**Set of tasks**
(1) Which kinds of people does the Peru trip post hope to entice to join the trip? List them.
(2) Please retype everything in the Peru post from "A year from" down to "would be higher).".

**Page**
** BEGIN **

Monthly Archives: November 2009

Another plea for Peru

"P8200084" by teamperks on Flickr; borrowed through Creative Commons license

A year from today (approximately), on Saturday November 13, 2010, I hope to be stepping off a plane and breathing in the humid, tropical air of Peru. As regular readers know, I have been offered an opportunity to travel with Kolibri Expeditions to southeastern Peru. The trip is an 8 day birding tour of the lowland rainforests adjacent to Manu National Park. My particular departure will start on the Saturday, and wrap up on the following Sunday, just prior to the American Thanksgiving. I’m hoping to entice a few adventurous birders, bloggers or travelers to join me on what should be an exciting trip. We ideally need 5 people, besides myself, to make the trip a go (the trip could run with fewer, but individual costs would be higher).

** END **

[Region segmentation data]
** BEGIN **

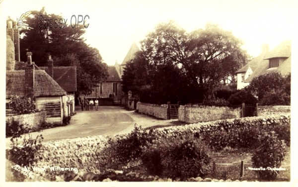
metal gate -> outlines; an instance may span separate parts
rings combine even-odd
[[[241,117],[252,117],[258,116],[258,103],[249,104],[242,103]]]
[[[169,104],[170,119],[178,119],[178,104]]]

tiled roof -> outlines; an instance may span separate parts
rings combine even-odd
[[[128,53],[127,53],[127,54],[126,55],[126,56],[125,56],[124,60],[123,60],[123,62],[122,62],[121,65],[126,65],[128,61],[135,58],[135,54],[136,52],[139,51],[140,49],[139,49],[139,47],[137,44],[136,44],[136,43],[134,43],[133,45],[132,45],[129,51],[128,51]]]
[[[49,74],[47,67],[40,67]],[[76,67],[75,66],[54,66],[53,68],[53,79],[65,91],[69,92],[76,92]]]
[[[285,41],[282,42],[274,50],[268,53],[265,57],[265,59],[269,59],[276,57],[287,57],[291,56],[291,42]]]
[[[6,71],[6,98],[25,96],[25,70]],[[44,70],[34,70],[34,96],[66,95],[67,93]]]
[[[246,72],[246,71],[247,71],[249,67],[250,67],[250,68],[251,68],[253,72],[255,71],[261,63],[269,62],[268,60],[263,59],[264,56],[266,55],[266,54],[268,53],[268,52],[262,53],[260,55],[253,58],[250,61],[248,62],[247,64],[245,64],[243,67],[235,73],[239,73]]]
[[[249,77],[248,77],[247,79],[246,79],[246,80],[244,81],[244,82],[249,83],[254,78],[261,75],[263,75],[270,71],[280,71],[283,75],[286,75],[289,73],[290,73],[291,70],[291,42],[290,41],[284,41],[272,51],[266,53],[264,55],[264,57],[261,58],[262,60],[260,61],[260,63],[258,66],[255,67],[254,69],[253,69],[253,73]],[[268,59],[272,58],[278,57],[287,58],[283,62],[282,62],[277,68],[269,69],[269,60]],[[253,61],[254,59],[253,59],[252,61]],[[249,63],[250,63],[250,62]],[[236,73],[241,73],[240,72],[240,70],[243,69],[245,66],[236,72]]]
[[[109,66],[108,67],[108,72],[109,77],[106,80],[106,82],[121,82],[121,80],[119,74],[116,70],[116,67],[114,66]]]

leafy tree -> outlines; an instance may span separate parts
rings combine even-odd
[[[172,21],[161,23],[141,45],[140,57],[147,62],[146,66],[138,68],[129,64],[123,77],[124,88],[143,88],[147,94],[160,98],[154,99],[157,103],[201,102],[204,95],[212,94],[227,78],[234,82],[234,72],[246,63],[248,56],[241,49],[239,40],[211,24],[187,33]],[[142,84],[146,80],[142,77],[136,84],[135,79],[140,75],[145,75],[149,81]]]
[[[26,53],[30,51],[33,53],[33,61],[39,66],[46,66],[49,55],[54,60],[55,66],[75,66],[77,94],[90,93],[97,84],[107,78],[107,66],[103,63],[99,51],[84,42],[82,36],[85,31],[82,25],[73,28],[67,22],[65,28],[55,28],[55,23],[50,28],[52,24],[48,23],[48,20],[54,23],[55,18],[58,22],[60,18],[63,19],[61,15],[48,14],[44,7],[40,11],[33,11],[27,17],[28,29],[20,31],[21,60],[26,62]]]
[[[291,75],[285,77],[278,71],[271,71],[254,78],[247,90],[264,104],[290,104]]]
[[[20,98],[18,96],[11,95],[9,107],[15,115],[35,112],[35,102],[31,97]]]

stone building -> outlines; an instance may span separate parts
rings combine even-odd
[[[115,103],[123,104],[121,103],[121,99],[124,95],[121,84],[123,70],[126,66],[126,63],[135,58],[135,53],[139,51],[139,47],[134,43],[121,64],[119,64],[116,61],[115,65],[108,66],[109,77],[106,80],[94,88],[90,95],[83,95],[81,99],[83,99],[84,97],[93,99],[96,98],[112,97],[114,98]]]

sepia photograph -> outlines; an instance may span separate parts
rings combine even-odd
[[[297,2],[0,0],[0,187],[297,186]]]

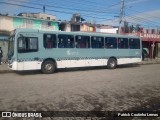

** END **

**Exercise responses**
(1) Birders, bloggers and travelers.

(2)
A year from today (approximately), on Saturday November 13, 2010, I hope to be stepping off a plane and breathing in the humid, tropical air of Peru. As regular readers know, I have been offered an opportunity to travel with Kolibri Expeditions to southeastern Peru. The trip is an 8 day birding tour of the lowland rainforests adjacent to Manu National Park. My particular departure will start on the Saturday, and wrap up on the following Sunday, just prior to the American Thanksgiving. I’m hoping to entice a few adventurous birders, bloggers or travelers to join me on what should be an exciting trip. We ideally need 5 people, besides myself, to make the trip a go (the trip could run with fewer, but individual costs would be higher).